►
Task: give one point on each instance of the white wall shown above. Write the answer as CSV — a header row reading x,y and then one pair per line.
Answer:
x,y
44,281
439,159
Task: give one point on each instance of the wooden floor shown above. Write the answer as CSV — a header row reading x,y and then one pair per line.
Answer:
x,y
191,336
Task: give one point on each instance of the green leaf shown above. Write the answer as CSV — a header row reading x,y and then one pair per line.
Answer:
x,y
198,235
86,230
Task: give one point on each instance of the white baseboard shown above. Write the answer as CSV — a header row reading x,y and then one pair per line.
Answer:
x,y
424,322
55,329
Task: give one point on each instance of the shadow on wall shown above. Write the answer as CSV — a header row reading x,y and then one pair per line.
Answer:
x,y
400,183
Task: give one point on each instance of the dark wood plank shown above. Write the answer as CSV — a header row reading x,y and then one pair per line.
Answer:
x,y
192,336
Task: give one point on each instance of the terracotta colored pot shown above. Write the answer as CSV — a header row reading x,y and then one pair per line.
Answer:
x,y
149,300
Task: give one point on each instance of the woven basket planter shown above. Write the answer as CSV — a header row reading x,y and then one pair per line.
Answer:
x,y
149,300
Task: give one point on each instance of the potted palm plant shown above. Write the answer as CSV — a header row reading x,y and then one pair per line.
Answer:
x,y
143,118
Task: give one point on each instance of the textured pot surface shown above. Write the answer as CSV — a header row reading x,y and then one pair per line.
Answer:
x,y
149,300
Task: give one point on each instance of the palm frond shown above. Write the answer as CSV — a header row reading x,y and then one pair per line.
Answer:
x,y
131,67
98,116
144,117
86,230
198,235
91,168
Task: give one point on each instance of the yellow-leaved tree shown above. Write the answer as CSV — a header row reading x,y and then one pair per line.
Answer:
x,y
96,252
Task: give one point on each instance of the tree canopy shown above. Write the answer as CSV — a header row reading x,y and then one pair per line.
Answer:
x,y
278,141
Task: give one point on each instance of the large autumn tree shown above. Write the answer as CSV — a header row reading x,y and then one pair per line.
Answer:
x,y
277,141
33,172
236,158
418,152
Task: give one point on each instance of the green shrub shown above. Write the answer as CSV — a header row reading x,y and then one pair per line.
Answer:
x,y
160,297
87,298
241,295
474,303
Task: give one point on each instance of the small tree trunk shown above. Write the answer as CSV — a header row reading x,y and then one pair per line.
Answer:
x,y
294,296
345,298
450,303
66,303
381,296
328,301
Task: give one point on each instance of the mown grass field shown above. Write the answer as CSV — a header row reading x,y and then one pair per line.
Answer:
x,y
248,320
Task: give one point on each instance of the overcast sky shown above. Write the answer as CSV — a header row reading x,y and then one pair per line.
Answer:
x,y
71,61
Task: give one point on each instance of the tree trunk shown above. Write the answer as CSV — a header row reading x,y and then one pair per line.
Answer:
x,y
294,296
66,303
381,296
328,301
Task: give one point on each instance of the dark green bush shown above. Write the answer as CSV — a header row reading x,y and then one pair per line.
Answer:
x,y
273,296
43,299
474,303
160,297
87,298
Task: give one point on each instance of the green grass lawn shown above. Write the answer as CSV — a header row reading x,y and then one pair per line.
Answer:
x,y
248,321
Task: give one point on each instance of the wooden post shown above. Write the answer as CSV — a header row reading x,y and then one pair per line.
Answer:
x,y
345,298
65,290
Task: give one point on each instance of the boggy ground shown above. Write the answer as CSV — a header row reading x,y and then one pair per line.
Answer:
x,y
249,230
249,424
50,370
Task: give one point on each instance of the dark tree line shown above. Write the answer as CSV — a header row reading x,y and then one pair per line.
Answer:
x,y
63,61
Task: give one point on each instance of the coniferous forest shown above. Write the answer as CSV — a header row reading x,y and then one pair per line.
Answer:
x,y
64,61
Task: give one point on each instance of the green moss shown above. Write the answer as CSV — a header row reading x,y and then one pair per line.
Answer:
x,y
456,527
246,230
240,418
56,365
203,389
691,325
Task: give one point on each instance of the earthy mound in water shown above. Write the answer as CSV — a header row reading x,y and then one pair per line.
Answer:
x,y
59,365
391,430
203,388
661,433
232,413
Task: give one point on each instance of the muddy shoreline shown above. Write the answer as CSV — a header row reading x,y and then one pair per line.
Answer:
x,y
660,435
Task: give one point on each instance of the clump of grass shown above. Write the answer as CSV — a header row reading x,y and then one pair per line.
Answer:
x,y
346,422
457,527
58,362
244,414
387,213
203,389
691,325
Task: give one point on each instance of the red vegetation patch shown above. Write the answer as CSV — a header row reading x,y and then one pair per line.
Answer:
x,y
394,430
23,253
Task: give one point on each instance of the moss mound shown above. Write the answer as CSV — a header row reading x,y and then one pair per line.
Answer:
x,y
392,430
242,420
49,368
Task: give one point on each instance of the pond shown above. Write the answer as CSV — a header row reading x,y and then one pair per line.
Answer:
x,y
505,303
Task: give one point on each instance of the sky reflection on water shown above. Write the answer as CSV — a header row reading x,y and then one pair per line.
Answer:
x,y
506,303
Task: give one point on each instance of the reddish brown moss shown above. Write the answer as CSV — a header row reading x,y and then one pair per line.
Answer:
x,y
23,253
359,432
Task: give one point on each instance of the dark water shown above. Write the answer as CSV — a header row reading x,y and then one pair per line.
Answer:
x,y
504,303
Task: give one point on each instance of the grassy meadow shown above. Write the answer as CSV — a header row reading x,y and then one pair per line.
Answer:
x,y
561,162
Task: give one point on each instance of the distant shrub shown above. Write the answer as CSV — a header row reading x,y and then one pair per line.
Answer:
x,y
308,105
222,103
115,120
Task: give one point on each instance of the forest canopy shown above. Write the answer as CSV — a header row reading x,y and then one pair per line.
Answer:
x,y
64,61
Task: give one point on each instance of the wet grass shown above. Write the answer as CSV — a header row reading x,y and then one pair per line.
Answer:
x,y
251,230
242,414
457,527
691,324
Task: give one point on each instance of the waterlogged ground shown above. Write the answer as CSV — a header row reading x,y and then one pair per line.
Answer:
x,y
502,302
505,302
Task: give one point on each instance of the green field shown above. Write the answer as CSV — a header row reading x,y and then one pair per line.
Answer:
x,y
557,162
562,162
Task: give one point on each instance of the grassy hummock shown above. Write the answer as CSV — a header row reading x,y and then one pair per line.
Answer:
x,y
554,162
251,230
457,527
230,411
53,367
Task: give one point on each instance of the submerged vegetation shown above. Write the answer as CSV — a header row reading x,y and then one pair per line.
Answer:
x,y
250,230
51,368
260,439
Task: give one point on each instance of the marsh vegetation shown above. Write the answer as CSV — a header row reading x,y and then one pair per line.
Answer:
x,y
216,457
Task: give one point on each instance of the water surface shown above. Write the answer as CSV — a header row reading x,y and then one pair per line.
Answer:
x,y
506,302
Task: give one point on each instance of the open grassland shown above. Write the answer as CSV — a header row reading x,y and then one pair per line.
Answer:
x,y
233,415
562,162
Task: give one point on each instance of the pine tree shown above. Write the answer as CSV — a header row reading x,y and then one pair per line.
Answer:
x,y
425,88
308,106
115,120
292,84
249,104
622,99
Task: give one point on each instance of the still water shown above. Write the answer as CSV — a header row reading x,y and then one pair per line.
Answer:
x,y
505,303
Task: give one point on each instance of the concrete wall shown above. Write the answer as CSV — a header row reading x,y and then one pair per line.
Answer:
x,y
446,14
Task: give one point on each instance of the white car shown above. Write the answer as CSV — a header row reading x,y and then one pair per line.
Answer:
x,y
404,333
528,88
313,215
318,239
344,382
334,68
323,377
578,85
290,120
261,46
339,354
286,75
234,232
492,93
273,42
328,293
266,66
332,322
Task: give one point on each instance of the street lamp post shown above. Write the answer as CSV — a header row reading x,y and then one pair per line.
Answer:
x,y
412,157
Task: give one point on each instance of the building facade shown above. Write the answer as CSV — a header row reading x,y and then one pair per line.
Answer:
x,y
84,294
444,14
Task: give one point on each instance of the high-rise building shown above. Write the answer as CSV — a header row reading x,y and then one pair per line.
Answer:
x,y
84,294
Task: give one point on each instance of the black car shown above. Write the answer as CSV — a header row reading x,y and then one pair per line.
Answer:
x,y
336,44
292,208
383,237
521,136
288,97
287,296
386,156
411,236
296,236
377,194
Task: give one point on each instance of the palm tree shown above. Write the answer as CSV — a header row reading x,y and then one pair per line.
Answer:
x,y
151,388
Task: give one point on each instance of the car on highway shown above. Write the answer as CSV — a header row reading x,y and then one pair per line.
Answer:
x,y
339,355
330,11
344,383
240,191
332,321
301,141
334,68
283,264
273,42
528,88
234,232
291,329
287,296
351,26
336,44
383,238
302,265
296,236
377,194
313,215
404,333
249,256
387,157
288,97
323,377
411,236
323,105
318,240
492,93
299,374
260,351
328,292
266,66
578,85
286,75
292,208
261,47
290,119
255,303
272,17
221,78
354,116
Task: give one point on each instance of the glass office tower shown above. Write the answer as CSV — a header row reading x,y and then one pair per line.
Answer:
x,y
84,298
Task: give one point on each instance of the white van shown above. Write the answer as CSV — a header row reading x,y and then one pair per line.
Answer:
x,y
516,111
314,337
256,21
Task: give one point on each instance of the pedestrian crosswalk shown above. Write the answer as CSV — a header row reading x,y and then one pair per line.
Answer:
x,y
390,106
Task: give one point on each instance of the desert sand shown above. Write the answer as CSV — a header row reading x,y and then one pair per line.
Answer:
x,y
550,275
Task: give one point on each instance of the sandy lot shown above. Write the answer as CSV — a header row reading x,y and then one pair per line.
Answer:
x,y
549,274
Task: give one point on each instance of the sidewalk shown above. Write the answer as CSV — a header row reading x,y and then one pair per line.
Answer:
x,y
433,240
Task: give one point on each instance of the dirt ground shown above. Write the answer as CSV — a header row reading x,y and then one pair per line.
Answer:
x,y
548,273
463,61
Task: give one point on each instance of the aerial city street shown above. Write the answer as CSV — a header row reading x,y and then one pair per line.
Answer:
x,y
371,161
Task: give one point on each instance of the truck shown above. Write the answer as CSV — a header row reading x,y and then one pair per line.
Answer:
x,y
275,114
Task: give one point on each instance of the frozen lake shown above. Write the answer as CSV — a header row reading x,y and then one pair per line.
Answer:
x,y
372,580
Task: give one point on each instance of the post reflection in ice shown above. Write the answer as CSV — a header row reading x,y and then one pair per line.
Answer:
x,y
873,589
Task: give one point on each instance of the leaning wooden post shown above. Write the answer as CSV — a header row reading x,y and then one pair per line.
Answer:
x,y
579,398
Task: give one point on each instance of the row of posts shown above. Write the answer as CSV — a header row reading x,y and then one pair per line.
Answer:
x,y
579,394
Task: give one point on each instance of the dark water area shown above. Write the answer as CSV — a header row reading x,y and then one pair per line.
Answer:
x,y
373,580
◄
▶ **SET TASK**
Please write out again the stretch of records from the line containing "Task: give one point on each instance of the leaning" through the end of the records, requests included, shifting every coordinate in the answers by -51.

▶ **ANSWER IN FULL**
Task: give one point on each instance of the leaning wooden post shown above. Write the answer as CSV — a header row reading x,y and then one pair per line.
Answer:
x,y
528,347
Task: give one point on each instance of the row of posts shown above. Write the answer as CSV — a header row reading x,y and then one pair per line.
Answer:
x,y
528,343
Task: give one point on each instance of the dark water area shown above. Write the answer as CSV — a header row reading x,y and then one pair per line.
Answer:
x,y
322,529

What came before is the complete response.